● Stated goal: Can you copy out the material word for word, from the line containing "find shadow on" through the line containing "Query: shrub", with the pictures left out?

● Available records:
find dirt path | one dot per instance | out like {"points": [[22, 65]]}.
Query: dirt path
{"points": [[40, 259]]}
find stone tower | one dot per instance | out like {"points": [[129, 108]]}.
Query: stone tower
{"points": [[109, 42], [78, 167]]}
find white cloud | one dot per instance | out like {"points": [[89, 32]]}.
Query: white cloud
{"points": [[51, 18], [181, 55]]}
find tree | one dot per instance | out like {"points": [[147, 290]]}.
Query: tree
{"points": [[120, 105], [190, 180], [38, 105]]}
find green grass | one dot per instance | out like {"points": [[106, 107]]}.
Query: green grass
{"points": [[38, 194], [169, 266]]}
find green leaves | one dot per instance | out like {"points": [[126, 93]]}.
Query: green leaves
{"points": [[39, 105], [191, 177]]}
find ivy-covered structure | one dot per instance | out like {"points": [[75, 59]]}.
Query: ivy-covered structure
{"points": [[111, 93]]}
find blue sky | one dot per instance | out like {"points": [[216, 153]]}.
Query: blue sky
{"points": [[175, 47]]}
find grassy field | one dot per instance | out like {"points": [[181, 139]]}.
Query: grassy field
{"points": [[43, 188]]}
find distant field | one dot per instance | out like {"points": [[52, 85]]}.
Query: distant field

==

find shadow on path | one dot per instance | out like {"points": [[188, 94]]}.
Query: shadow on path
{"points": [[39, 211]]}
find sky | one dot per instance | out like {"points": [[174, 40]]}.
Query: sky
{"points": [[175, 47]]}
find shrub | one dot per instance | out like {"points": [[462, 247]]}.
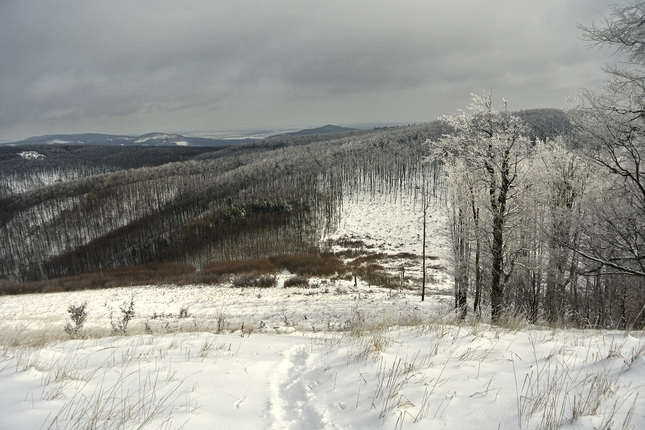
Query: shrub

--

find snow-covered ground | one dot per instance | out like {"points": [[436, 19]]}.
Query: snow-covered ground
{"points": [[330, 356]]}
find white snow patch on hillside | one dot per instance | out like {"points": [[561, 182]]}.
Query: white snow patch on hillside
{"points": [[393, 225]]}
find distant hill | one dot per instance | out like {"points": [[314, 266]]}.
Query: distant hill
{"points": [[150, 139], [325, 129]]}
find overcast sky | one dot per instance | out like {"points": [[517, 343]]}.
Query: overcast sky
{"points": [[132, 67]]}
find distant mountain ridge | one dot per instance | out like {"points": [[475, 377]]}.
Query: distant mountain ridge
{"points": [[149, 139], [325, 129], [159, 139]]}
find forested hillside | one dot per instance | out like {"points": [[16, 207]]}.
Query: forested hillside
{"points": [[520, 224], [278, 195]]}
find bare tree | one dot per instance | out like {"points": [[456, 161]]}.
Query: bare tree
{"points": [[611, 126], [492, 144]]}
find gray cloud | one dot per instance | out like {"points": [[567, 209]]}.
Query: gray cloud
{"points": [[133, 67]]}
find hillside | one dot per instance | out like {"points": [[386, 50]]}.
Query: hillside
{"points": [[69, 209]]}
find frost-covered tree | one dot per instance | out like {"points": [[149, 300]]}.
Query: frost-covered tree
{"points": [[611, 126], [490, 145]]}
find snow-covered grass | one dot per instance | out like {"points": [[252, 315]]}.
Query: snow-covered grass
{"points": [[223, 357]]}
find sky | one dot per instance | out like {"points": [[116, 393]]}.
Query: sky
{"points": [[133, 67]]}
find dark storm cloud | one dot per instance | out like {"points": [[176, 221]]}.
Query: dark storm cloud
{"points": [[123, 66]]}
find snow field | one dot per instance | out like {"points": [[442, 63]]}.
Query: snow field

● Expected answer:
find shadow on path | one dot per instance | out like {"points": [[188, 94]]}.
Query: shadow on path
{"points": [[39, 211]]}
find sky | one dot per instance | out like {"points": [[174, 40]]}.
Query: sky
{"points": [[175, 47]]}
find shrub | one dot per instance | out like {"points": [[462, 247]]}.
Query: shrub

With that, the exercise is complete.